* _Texte à lire_
Texte à placer sous l’article en ligne Le Conseil de déontologie journalistique a constaté des fautes déontologiques dans cet article. Sa décision peut être consultéeici. |
Notre point de vue
Le traitement de la plainte adressée au CDJ confirme deux choses essentielles que nous avions déjà mises en relief ici, dans l'article "Le Conseil de Déontologie Journalistique et de Médiation considère que France 2 n’a pas respecté certaines règles déontologiques (reportage du 3/11/2022 sur la pédagogie Steiner)", à savoir :
- Les citoyens et institutions lésés par des propos calomniateurs ont la possibilité de faire entendre leur voix auprès d’organismes tiers qui peuvent utilement les éclairer, voire les aider…
- Il n’y a aucune raison de principe et aucune excuse de ne pas le faire. Se taire systématiquement face aux mensonges, aux dénigrements voire aux appels à la discrimination et à la haine, c’est contribuer très activement soi-même à laisser croître sans fin ces comportements aux effet toujours plus destructeurs. En cette matière, l'immobilisme est toujours coupable.

* _Tâche à réaliser_
D'après le texte ci-dessus sur la plainte adressée au CDJ, quel reportage de France 2 l'article cité concernait-il ?

[Une série d'enregistrements]
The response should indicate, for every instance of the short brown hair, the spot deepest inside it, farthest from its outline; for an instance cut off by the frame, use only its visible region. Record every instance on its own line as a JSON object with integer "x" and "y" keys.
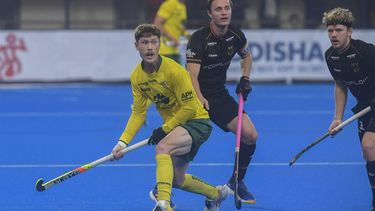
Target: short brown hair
{"x": 145, "y": 30}
{"x": 209, "y": 3}
{"x": 338, "y": 15}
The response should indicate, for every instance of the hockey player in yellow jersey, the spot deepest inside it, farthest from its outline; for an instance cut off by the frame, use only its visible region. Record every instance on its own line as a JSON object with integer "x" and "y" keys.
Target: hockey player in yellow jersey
{"x": 185, "y": 127}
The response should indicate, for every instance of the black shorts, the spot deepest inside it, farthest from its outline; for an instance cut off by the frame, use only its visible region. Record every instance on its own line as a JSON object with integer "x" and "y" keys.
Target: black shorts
{"x": 223, "y": 109}
{"x": 366, "y": 123}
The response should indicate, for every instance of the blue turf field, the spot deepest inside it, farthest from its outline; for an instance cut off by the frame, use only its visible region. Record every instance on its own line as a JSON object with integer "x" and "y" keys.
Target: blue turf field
{"x": 46, "y": 131}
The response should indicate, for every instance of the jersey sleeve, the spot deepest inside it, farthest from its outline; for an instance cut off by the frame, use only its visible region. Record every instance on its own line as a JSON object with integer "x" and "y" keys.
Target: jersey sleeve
{"x": 328, "y": 54}
{"x": 184, "y": 91}
{"x": 368, "y": 52}
{"x": 194, "y": 49}
{"x": 138, "y": 115}
{"x": 243, "y": 46}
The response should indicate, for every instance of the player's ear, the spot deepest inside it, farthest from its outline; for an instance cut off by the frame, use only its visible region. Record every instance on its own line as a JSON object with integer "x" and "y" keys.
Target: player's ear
{"x": 209, "y": 13}
{"x": 350, "y": 31}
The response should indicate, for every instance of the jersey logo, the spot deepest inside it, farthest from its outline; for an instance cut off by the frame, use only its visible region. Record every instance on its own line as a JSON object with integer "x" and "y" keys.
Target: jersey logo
{"x": 351, "y": 56}
{"x": 159, "y": 98}
{"x": 211, "y": 43}
{"x": 230, "y": 50}
{"x": 189, "y": 53}
{"x": 187, "y": 96}
{"x": 355, "y": 67}
{"x": 337, "y": 70}
{"x": 229, "y": 39}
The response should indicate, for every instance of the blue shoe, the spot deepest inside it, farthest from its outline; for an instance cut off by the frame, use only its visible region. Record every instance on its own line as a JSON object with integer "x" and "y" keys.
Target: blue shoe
{"x": 214, "y": 204}
{"x": 244, "y": 194}
{"x": 154, "y": 197}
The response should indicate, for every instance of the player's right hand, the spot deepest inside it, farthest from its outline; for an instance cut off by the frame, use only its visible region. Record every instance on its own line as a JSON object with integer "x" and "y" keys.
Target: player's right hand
{"x": 116, "y": 151}
{"x": 332, "y": 126}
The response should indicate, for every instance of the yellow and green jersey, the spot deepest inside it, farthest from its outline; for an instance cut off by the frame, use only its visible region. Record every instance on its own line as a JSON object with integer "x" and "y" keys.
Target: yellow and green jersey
{"x": 171, "y": 90}
{"x": 175, "y": 15}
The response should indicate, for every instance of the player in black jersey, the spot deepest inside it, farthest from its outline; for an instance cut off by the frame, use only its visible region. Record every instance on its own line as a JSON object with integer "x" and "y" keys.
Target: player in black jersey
{"x": 208, "y": 56}
{"x": 352, "y": 66}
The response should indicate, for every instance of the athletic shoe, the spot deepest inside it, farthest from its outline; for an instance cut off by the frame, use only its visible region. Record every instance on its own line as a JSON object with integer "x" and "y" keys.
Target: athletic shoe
{"x": 214, "y": 204}
{"x": 154, "y": 197}
{"x": 243, "y": 193}
{"x": 162, "y": 205}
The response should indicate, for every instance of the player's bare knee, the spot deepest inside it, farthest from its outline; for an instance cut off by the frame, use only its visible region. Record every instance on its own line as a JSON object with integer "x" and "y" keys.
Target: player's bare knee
{"x": 250, "y": 137}
{"x": 178, "y": 181}
{"x": 368, "y": 146}
{"x": 162, "y": 148}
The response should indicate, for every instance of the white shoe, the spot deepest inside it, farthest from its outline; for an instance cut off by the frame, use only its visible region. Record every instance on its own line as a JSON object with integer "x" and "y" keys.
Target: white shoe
{"x": 162, "y": 205}
{"x": 214, "y": 204}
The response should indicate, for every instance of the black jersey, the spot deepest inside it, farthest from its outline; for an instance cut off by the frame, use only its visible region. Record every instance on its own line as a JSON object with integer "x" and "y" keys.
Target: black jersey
{"x": 355, "y": 68}
{"x": 214, "y": 55}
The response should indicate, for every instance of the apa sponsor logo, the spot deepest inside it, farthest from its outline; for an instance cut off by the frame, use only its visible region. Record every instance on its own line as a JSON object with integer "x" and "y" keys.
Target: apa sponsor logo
{"x": 187, "y": 96}
{"x": 10, "y": 64}
{"x": 287, "y": 51}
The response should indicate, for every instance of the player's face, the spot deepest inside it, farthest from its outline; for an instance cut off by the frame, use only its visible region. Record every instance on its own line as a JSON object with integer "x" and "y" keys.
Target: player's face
{"x": 221, "y": 12}
{"x": 340, "y": 36}
{"x": 148, "y": 48}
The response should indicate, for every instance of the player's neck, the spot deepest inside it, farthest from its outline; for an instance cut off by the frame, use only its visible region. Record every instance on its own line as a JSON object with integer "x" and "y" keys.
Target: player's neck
{"x": 151, "y": 67}
{"x": 217, "y": 30}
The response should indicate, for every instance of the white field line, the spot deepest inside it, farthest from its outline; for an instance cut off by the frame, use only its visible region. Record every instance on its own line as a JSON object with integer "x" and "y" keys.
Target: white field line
{"x": 193, "y": 165}
{"x": 154, "y": 113}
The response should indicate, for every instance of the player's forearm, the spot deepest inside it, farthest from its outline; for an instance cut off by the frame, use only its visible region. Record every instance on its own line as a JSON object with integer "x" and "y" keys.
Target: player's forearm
{"x": 193, "y": 70}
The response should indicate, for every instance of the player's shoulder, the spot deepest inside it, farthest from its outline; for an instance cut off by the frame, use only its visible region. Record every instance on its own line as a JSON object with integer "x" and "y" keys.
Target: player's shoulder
{"x": 329, "y": 52}
{"x": 203, "y": 31}
{"x": 361, "y": 45}
{"x": 236, "y": 31}
{"x": 169, "y": 64}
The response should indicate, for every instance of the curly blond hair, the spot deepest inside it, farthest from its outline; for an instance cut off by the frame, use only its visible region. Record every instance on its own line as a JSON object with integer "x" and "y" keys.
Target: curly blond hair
{"x": 338, "y": 15}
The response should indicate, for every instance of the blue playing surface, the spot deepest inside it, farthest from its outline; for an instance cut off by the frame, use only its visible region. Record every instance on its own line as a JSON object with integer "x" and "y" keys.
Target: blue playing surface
{"x": 48, "y": 130}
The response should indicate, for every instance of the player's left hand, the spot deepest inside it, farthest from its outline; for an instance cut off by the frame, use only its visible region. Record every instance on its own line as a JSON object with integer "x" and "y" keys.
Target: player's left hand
{"x": 372, "y": 105}
{"x": 244, "y": 87}
{"x": 157, "y": 135}
{"x": 116, "y": 151}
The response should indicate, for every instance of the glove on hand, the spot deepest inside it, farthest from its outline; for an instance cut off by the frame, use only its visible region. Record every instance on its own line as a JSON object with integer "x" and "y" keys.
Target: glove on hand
{"x": 244, "y": 87}
{"x": 157, "y": 135}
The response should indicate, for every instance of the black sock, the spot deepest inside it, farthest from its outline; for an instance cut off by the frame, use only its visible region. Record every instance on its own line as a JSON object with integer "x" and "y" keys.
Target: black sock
{"x": 370, "y": 166}
{"x": 246, "y": 154}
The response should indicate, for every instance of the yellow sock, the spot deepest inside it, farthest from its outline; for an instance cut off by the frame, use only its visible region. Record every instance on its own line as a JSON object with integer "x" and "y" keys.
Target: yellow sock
{"x": 164, "y": 176}
{"x": 196, "y": 185}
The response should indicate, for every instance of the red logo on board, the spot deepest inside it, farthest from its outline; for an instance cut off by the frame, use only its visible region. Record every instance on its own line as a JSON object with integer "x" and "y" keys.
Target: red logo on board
{"x": 10, "y": 65}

* _Corrigé_
Le reportage du 3/11/2022 sur la pédagogie Steiner.